What you have to do -
Your task is to reproduce exactly the lines from the line with "If you would be willing to tag the child" through the end of the records below.

● ● ● ●

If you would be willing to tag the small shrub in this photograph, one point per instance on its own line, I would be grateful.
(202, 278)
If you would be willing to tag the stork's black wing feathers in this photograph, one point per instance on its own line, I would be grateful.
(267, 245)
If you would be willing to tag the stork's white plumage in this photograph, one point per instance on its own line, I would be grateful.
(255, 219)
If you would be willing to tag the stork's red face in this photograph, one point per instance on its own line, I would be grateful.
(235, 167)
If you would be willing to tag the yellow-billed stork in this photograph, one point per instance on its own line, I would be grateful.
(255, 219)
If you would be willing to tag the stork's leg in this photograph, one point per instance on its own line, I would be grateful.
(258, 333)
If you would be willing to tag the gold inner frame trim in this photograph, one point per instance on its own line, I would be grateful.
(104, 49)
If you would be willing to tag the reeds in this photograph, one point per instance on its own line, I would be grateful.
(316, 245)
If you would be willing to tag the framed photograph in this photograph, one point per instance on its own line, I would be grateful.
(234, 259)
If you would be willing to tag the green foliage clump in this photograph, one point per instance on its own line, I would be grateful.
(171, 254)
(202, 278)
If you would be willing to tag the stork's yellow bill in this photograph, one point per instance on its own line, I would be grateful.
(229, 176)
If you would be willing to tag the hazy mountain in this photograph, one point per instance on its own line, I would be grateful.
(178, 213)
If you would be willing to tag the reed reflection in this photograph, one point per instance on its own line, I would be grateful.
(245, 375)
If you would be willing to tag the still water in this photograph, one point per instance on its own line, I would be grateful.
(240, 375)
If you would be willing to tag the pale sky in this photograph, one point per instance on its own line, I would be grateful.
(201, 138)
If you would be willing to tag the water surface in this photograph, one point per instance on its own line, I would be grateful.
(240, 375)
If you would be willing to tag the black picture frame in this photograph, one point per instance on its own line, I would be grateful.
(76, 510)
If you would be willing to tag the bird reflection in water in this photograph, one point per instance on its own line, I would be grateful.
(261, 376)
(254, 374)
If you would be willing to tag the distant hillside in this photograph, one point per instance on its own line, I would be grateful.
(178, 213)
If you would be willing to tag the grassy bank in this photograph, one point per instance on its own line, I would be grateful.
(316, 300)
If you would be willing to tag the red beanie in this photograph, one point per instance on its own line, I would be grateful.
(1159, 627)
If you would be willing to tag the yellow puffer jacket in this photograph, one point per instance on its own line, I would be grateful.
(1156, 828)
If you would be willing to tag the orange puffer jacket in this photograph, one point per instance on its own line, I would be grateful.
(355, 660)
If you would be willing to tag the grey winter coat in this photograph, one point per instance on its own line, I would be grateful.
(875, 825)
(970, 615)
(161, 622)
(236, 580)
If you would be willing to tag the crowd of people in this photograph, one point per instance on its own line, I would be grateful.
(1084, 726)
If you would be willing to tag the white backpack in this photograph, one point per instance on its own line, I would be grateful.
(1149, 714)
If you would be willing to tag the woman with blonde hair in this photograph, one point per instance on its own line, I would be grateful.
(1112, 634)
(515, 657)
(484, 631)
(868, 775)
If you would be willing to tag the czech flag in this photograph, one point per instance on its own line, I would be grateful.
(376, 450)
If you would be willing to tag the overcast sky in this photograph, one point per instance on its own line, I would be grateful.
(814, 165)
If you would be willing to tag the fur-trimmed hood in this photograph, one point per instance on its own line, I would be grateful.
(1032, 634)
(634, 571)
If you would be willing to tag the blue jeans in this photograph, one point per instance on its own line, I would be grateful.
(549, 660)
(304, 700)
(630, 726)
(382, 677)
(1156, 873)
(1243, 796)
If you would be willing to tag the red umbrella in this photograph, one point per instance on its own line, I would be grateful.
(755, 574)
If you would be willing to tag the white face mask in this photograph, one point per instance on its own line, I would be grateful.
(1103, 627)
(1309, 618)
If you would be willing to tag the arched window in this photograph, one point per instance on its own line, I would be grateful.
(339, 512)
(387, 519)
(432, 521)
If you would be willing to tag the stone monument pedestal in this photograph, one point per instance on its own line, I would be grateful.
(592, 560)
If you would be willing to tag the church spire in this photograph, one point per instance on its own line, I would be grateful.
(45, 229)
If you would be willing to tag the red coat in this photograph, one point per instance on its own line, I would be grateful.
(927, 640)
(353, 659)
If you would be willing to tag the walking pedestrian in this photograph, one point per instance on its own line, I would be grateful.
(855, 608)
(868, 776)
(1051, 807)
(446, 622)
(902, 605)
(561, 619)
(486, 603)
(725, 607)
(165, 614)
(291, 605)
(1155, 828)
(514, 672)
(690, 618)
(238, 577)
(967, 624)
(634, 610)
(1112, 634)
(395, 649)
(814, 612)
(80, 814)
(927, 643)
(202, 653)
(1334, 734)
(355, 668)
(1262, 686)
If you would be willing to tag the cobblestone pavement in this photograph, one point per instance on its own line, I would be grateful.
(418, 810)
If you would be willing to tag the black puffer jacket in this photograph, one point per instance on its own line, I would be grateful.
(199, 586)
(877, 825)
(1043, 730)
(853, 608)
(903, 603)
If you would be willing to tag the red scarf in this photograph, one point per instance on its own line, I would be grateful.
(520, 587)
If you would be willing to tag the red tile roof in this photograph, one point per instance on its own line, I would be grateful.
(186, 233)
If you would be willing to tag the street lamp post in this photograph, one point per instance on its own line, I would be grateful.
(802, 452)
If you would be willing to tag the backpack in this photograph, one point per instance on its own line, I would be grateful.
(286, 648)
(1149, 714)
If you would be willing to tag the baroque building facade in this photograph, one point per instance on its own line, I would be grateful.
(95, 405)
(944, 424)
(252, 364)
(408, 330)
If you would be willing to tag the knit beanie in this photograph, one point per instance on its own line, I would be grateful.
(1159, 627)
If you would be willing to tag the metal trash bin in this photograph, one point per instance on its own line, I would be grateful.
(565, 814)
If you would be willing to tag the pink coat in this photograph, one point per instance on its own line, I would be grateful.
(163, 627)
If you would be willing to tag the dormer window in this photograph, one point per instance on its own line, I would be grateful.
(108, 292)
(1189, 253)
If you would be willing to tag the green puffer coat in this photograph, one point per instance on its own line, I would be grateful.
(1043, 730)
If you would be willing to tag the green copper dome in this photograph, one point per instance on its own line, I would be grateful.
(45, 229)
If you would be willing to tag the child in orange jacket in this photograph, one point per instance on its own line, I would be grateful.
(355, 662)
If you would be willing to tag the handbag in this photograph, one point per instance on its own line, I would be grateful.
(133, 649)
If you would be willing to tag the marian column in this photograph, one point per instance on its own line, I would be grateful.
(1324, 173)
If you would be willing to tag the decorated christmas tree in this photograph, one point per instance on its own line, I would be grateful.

● ● ● ●

Response to this exercise -
If you would be willing to tag the child in orange jacket in this photograph, one point per instance on its own line, I would be grateful.
(355, 662)
If you would be willing to tag the handbag in this photograph, one point per instance on its own line, I would be grateful.
(133, 649)
If you would be willing to tag the marian column in this photograph, one point per instance on its own line, I would be grateful.
(1324, 173)
If you would be willing to tag the decorated christmas tree in this photograph, one point per instance on its own line, I would be grateful.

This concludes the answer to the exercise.